Object position labeling records:
============================================================

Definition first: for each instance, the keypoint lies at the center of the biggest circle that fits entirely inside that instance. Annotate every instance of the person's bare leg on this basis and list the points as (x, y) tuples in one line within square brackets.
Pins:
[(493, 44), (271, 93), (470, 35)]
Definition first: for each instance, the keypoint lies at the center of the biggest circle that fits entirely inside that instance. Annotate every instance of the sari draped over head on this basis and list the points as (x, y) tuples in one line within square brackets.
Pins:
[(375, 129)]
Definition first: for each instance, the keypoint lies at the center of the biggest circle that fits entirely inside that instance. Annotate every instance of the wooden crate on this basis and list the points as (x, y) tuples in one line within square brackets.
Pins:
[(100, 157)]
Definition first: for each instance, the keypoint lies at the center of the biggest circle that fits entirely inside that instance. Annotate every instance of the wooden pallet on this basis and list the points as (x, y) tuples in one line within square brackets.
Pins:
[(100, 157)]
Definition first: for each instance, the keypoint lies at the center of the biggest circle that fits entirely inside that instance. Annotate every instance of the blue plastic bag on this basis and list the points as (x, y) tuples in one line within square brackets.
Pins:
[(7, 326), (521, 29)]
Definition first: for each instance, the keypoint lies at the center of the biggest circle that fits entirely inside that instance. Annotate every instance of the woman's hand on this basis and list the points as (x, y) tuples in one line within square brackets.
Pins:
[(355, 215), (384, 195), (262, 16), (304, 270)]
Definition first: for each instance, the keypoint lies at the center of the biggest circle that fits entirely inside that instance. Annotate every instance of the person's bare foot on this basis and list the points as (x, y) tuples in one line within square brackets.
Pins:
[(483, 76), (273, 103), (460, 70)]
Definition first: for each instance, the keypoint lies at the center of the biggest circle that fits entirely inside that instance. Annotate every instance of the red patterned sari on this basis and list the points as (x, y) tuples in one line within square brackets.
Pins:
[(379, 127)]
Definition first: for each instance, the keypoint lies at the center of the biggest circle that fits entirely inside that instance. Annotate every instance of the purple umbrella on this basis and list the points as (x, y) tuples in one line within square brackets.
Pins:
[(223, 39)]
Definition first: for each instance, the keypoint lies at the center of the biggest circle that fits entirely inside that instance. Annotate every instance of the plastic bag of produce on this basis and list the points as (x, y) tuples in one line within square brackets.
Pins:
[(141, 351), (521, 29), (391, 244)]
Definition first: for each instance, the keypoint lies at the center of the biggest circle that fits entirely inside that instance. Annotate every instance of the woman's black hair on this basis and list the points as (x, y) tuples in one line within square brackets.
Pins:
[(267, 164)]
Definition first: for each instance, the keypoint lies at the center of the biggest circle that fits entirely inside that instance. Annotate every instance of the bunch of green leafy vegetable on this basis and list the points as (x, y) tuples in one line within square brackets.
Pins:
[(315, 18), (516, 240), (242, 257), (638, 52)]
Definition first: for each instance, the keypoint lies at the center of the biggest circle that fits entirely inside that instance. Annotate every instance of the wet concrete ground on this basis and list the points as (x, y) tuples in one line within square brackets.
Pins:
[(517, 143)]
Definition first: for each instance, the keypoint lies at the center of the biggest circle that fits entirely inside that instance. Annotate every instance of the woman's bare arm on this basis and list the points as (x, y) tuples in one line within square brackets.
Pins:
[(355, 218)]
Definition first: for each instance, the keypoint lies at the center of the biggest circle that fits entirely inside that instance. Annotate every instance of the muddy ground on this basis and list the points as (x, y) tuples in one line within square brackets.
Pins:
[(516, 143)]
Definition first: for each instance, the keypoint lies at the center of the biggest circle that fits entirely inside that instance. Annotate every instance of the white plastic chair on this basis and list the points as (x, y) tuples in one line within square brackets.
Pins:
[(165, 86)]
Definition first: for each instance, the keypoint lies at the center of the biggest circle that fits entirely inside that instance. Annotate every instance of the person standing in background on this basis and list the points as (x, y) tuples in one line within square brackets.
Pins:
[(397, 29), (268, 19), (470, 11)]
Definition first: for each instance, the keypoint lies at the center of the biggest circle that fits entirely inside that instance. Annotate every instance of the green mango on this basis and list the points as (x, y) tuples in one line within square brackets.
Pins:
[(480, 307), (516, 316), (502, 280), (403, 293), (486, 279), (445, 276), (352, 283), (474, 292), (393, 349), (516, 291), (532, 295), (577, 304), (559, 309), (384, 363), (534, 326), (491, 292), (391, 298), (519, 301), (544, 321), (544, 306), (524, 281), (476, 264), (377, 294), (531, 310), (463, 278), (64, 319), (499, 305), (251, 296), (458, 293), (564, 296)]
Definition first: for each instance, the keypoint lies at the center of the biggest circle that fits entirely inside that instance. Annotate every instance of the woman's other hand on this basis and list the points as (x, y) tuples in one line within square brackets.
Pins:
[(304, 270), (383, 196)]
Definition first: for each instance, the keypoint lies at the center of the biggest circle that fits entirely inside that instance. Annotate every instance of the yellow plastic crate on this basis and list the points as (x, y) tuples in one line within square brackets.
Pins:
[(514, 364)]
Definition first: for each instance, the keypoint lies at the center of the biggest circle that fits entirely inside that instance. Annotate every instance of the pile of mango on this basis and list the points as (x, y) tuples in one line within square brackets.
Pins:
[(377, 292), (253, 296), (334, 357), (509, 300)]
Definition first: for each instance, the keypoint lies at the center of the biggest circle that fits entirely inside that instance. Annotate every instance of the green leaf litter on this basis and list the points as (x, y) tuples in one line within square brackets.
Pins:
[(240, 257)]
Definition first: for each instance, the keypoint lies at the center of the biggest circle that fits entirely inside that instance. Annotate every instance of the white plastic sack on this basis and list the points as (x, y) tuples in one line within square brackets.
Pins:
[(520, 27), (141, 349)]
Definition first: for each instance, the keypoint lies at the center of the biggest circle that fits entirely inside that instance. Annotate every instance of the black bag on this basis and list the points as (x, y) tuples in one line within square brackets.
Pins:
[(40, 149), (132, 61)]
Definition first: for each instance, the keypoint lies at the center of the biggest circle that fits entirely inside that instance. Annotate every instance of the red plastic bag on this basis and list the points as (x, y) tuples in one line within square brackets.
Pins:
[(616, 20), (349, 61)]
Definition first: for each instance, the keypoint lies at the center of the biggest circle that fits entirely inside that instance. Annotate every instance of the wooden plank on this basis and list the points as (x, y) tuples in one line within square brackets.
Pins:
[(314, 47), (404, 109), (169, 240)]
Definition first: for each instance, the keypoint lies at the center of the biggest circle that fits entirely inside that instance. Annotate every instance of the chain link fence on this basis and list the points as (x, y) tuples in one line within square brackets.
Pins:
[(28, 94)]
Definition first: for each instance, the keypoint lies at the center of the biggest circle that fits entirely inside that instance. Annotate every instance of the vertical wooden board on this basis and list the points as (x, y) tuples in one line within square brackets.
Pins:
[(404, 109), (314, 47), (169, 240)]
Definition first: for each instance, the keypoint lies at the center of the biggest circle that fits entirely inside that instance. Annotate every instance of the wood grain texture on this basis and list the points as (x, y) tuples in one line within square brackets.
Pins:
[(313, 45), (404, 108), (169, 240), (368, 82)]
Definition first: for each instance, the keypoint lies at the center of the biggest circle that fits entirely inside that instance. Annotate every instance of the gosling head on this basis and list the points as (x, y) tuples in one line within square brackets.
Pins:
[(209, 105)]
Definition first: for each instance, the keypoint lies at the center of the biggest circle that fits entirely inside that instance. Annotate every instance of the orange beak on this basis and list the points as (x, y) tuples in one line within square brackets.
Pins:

============================================================

§ **WORK INSTRUCTIONS**:
Copy all of the records above line for line, without changing a single character.

§ **FINISHED EXERCISE**:
Definition first: for each instance, the keypoint lies at the center of the biggest circle that fits entirely inside that instance. Annotate every instance of the person's bare leg on this basis and list the points as (x, y) tuples in one line within square brackets.
Pins:
[(493, 44), (271, 93), (470, 35)]
Definition first: for each instance, the keypoint lies at the center of the biggest circle that fits entirely inside that instance. Annotate every instance of the sari draped over head on this basis and list the points as (x, y) tuples in one line within square brackets.
Pins:
[(375, 129)]
Definition first: for each instance, the keypoint lies at the center of the biggest circle that fits entirely inside that instance. Annotate every instance of the wooden crate on this basis and list the points as (x, y) tuples in one line within square brackets.
Pins:
[(100, 157)]
Definition first: for each instance, the keypoint lies at the center of the biggest circle that fits entirely inside that instance. Annotate every instance of the wooden pallet on this basis and list the points as (x, y) tuples in one line within square brackets.
Pins:
[(100, 157)]
Definition first: for each instance, the keypoint lies at the center of the biggest circle that fits entirely inside that instance. Annotate every instance of the blue plastic bag on this basis and list the points as (x, y) tuples in one line within square brackets.
Pins:
[(7, 326), (521, 29)]
Definition first: for each instance, the keypoint lies at the center of the biggest circle that fits entirely inside that instance. Annotate every instance of the woman's hand on this basis and list the points as (x, y) tuples in one line within square brackets.
Pins:
[(355, 215), (384, 195), (262, 16), (304, 270)]
Definition first: for each instance, the keypoint lies at the center of the biggest circle that fits entirely inside that instance. Annotate every instance of the person's bare foot on this basis and list the points as (x, y) tuples in one line within square brackets.
Pins:
[(483, 76), (273, 103), (460, 70)]
Definition first: for each instance, the keypoint lies at the center of the biggest circle that fits entirely inside that instance. Annotate every instance of the red patterned sari on this basis and list the points as (x, y) tuples in one line within square brackets.
Pins:
[(379, 127)]
Definition first: for each instance, the keypoint lies at the center of the biggest circle that fits entirely inside that instance. Annotate every instance of the purple umbrella on this basis and list the points as (x, y) tuples in one line within square brackets.
Pins:
[(223, 39)]
Definition first: for each instance, the keypoint lies at the center of the biggest circle that fits entirely inside that instance. Annotate every instance of the plastic bag of produce on this basis and list the points as (x, y) tuples in one line within square brackets.
Pins:
[(141, 351), (521, 29), (391, 244)]
Definition first: for each instance, the keypoint lies at the center of the biggest circle that fits entirely inside that instance. Annotate every instance of the woman's black hair on this basis and list the points as (x, y) tuples in one line within square brackets.
Pins:
[(267, 164)]
Definition first: for each instance, the keypoint lies at the center of the biggest circle that fits entirely inside that instance. Annotate every instance of the bunch of green leafy vegetable on this basis and list the points as (x, y) tuples in one line within square brackets.
Pins:
[(315, 18), (516, 240), (242, 257), (638, 52)]
Definition first: for each instance, the keypoint lies at the center of the biggest circle that fits entirely inside that instance. Annotate every instance of the wet concrete ground on this basis and list the points as (x, y) tuples in one line within square brackets.
Pins:
[(517, 143)]
Definition first: for each instance, the keypoint lies at the center of the biggest circle that fits entirely inside that instance. Annotate every instance of the woman's bare arm on this basis and list the points as (x, y) tuples in one line within square brackets.
Pins:
[(355, 218)]
Definition first: for each instance, the keypoint lies at the center of the biggest circle that fits entirely inside that instance. Annotate every instance of the muddy ground on this basis and list the points as (x, y) tuples in one line within square brackets.
Pins:
[(516, 143)]
Definition first: for each instance, the keypoint lies at the center of the biggest circle that fits entirely inside that instance. Annotate every instance of the white plastic chair on this basis and list the points as (x, y) tuples in one line within square brackets.
Pins:
[(165, 86)]
Definition first: for each instance, the keypoint lies at the center of the biggest circle that fits entirely inside that instance. Annotate every instance of the person standing in background on this basis and list the points as (x, y) tuples in one line within square brackets.
Pins:
[(397, 29), (268, 19), (470, 11)]
Definition first: for each instance, the keypoint lies at the center of the biggest circle that fits entirely inside that instance. Annotate every instance of the green mango on this basis and list the points as (x, y) tuples in one line within square brackets.
Pins:
[(480, 307), (516, 316), (502, 280), (403, 293), (486, 279), (445, 276), (352, 283), (474, 292), (393, 349), (516, 291), (532, 295), (577, 304), (559, 309), (384, 363), (534, 326), (491, 292), (391, 298), (519, 301), (544, 321), (544, 306), (524, 281), (476, 264), (377, 294), (531, 310), (463, 278), (64, 319), (499, 305), (251, 296), (458, 293), (564, 296)]
Definition first: for each instance, the keypoint lies at the center of the biggest circle that fits entirely inside that instance. Annotate every instance of the woman's other hand on this basis and list the points as (x, y) tuples in one line within square brackets.
Pins:
[(304, 270), (383, 196)]
Definition first: for each instance, the keypoint lies at the center of the biggest circle that fits entirely inside that instance. Annotate every instance of the yellow plastic crate on this basis and list the points as (x, y) tuples in one line within square brackets.
Pins:
[(514, 364)]
Definition first: for each instance, the keypoint lies at the center of the biggest circle that fits entirely inside that instance. Annotate every instance of the pile of mango on this basis and list the points as (x, y) tuples in one line within square brackets.
Pins:
[(377, 292), (253, 296), (334, 357), (509, 300)]
Definition first: for each instance, the keypoint lies at the center of the biggest circle that fits entirely inside that instance. Annotate every instance of the green leaf litter on this basis and list the points as (x, y) tuples in one line within square brackets.
Pins:
[(240, 257)]
Definition first: for each instance, the keypoint lies at the center of the biggest circle that fits entirely inside that instance. Annotate every instance of the white plastic sack on this basis and list the points as (x, y) tuples in one line within square brackets.
Pins:
[(520, 27), (141, 349)]
Definition first: for each instance, the keypoint lies at the center of the biggest circle that fits entirely inside that instance. Annotate every instance of the black bag on this basis and list the points as (x, y) tuples in one line within square brackets.
Pins:
[(40, 149), (132, 61)]
Definition first: for each instance, the keypoint lies at the center of the biggest circle that fits entirely inside that instance. Annotate every instance of the red plastic bag on this basis and list the points as (x, y) tuples in one line within square brackets.
Pins:
[(616, 20), (349, 61)]
Definition first: for each instance, the keypoint lies at the center of the biggest circle that fits entirely inside that instance. Annotate every instance of the wooden plank on this basis and list the points as (x, y) tuples in one line within square brackets.
Pins:
[(314, 47), (404, 109), (169, 240)]
Definition first: for each instance, the keypoint lies at the center of the biggest circle that fits entirely inside that instance. Annotate every instance of the chain link fence on this basis and list the points as (x, y) tuples in one line within square brackets.
Pins:
[(28, 94)]
Definition first: for each instance, the keypoint lies at the center of the biggest circle that fits entirely inside that instance. Annotate every instance of the vertical wooden board on this basis and list the points as (x, y) tuples in one line within square brackets.
Pins:
[(404, 109), (314, 47), (169, 240)]
Definition first: for each instance, the keypoint lies at the center of the biggest circle that fits entirely inside that instance. Annotate every instance of the wood grain texture on this basis and list the points as (x, y) tuples in one line within square brackets.
Pins:
[(313, 45), (404, 108), (169, 240), (368, 82)]
Definition first: for each instance, the keypoint lies at the center of the biggest circle that fits entirely inside that instance. Annotate every instance of the gosling head on this basis and list the points as (x, y) tuples in one line within square brackets.
Pins:
[(209, 105)]
Definition first: for each instance, the keypoint lies at the center of the biggest circle that fits entirely inside that instance. Annotate every instance of the orange beak on this basis and list the points as (x, y) tuples in one line within square brackets.
Pins:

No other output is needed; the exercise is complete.